[Opening Records to use section]

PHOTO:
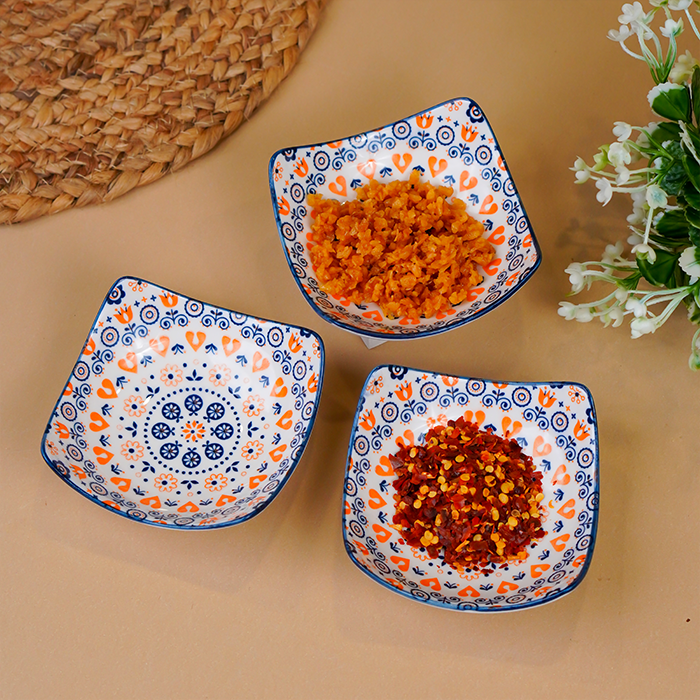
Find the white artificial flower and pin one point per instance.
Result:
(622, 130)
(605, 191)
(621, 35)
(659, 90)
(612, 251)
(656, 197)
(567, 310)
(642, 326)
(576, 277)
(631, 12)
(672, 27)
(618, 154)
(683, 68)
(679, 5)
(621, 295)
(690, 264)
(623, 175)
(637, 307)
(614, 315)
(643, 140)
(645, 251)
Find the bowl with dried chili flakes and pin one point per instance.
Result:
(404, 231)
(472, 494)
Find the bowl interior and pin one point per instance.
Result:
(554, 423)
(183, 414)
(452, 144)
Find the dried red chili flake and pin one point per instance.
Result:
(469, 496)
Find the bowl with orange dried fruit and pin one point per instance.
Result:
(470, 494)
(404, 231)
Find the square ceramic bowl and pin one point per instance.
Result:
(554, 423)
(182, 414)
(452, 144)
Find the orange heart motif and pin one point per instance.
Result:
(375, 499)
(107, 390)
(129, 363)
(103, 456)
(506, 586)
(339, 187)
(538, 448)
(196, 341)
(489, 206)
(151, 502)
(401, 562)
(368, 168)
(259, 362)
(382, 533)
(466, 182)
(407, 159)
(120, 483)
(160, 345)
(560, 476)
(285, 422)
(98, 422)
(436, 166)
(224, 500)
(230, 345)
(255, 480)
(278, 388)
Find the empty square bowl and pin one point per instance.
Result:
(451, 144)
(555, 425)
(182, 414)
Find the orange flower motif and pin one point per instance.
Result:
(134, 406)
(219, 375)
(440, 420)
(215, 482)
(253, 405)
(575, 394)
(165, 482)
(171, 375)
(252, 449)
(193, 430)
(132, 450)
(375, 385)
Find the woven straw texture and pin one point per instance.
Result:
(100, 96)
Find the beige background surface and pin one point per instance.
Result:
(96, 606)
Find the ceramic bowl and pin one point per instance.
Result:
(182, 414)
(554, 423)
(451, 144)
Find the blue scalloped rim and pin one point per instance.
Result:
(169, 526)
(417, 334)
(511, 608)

[Closing Records to use section]
[Opening Records to use section]

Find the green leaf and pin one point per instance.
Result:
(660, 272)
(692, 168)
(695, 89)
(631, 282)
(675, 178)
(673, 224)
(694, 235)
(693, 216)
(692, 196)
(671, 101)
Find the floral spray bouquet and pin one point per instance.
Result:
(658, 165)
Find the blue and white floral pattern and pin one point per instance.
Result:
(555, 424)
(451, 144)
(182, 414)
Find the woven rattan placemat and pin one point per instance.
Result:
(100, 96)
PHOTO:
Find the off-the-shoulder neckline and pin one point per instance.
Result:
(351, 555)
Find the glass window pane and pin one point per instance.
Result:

[Closing Records to use section]
[Opening Records to use section]

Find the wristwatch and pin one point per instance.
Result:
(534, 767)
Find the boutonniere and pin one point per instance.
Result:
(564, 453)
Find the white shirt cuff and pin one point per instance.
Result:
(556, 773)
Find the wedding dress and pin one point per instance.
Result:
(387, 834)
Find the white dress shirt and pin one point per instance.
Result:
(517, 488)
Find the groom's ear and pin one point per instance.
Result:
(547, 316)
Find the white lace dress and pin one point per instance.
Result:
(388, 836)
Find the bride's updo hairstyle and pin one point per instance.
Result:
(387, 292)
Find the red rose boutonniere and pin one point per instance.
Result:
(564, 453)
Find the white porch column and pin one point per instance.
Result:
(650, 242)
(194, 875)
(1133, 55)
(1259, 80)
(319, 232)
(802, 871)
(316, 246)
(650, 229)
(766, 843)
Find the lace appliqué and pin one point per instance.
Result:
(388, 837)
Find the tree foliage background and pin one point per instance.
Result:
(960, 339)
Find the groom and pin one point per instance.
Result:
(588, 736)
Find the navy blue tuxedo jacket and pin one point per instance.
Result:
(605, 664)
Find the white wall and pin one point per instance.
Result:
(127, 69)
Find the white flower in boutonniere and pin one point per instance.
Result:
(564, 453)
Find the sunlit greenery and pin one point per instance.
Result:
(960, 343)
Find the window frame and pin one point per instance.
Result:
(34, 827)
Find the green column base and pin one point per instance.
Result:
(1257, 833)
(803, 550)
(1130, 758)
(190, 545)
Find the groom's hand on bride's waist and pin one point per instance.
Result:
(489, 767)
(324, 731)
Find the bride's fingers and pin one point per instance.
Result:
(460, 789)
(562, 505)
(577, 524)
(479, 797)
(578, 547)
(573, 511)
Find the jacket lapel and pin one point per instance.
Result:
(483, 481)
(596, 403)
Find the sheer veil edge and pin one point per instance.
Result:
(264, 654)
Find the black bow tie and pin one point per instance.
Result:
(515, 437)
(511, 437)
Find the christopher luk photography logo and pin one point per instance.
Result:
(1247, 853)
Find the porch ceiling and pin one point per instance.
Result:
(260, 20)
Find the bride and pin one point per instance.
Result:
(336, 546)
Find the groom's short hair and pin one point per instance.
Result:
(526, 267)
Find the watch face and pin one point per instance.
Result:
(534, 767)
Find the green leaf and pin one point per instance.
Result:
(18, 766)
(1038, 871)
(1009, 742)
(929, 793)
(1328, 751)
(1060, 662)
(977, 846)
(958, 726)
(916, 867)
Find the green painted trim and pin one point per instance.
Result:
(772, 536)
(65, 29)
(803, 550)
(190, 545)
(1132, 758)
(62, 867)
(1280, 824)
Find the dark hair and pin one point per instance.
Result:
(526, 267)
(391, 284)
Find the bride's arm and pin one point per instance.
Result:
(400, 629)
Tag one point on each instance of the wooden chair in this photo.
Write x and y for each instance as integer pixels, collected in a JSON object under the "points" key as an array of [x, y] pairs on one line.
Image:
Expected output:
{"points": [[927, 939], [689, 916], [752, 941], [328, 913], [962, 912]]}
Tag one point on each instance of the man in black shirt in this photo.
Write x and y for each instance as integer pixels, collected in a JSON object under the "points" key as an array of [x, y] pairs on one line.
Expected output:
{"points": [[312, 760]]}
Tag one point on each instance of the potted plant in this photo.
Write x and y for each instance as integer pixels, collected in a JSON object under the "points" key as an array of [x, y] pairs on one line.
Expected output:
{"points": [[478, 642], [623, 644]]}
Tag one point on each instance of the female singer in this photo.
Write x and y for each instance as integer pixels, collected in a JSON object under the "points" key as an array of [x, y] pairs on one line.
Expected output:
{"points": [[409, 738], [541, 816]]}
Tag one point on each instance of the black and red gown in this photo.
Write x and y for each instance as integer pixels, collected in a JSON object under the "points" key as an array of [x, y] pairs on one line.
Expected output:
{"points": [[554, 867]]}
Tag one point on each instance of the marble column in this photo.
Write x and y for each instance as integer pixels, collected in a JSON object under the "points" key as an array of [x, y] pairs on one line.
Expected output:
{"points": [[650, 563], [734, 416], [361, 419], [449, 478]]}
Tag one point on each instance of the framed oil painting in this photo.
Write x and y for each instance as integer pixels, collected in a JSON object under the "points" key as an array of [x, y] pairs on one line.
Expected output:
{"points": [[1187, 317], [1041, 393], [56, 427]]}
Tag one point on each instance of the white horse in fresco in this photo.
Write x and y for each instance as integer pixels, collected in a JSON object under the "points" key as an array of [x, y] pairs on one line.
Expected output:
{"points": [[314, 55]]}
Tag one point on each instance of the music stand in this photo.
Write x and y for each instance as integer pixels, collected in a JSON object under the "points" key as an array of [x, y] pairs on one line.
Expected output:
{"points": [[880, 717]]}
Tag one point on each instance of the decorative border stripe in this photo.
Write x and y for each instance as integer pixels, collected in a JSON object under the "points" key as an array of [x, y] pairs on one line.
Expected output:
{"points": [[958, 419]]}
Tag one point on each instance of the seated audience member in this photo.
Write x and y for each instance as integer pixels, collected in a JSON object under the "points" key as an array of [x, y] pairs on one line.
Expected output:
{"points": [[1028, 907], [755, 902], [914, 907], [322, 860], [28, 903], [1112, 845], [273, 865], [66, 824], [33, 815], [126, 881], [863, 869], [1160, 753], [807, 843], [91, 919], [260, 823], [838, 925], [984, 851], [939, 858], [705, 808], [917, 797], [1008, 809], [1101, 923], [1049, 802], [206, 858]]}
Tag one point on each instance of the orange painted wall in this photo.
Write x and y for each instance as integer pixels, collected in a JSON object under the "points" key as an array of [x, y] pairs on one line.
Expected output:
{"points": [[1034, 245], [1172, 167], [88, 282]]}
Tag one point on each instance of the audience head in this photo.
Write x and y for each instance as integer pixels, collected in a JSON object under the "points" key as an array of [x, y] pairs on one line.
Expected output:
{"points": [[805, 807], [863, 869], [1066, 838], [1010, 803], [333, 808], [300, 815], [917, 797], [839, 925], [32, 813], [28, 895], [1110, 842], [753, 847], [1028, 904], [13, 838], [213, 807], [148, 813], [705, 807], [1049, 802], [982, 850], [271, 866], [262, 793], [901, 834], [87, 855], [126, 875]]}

[Closing Records to use section]

In these entries, please give the number of lines holding the string "audience" and nothing more.

Result of this task >> 2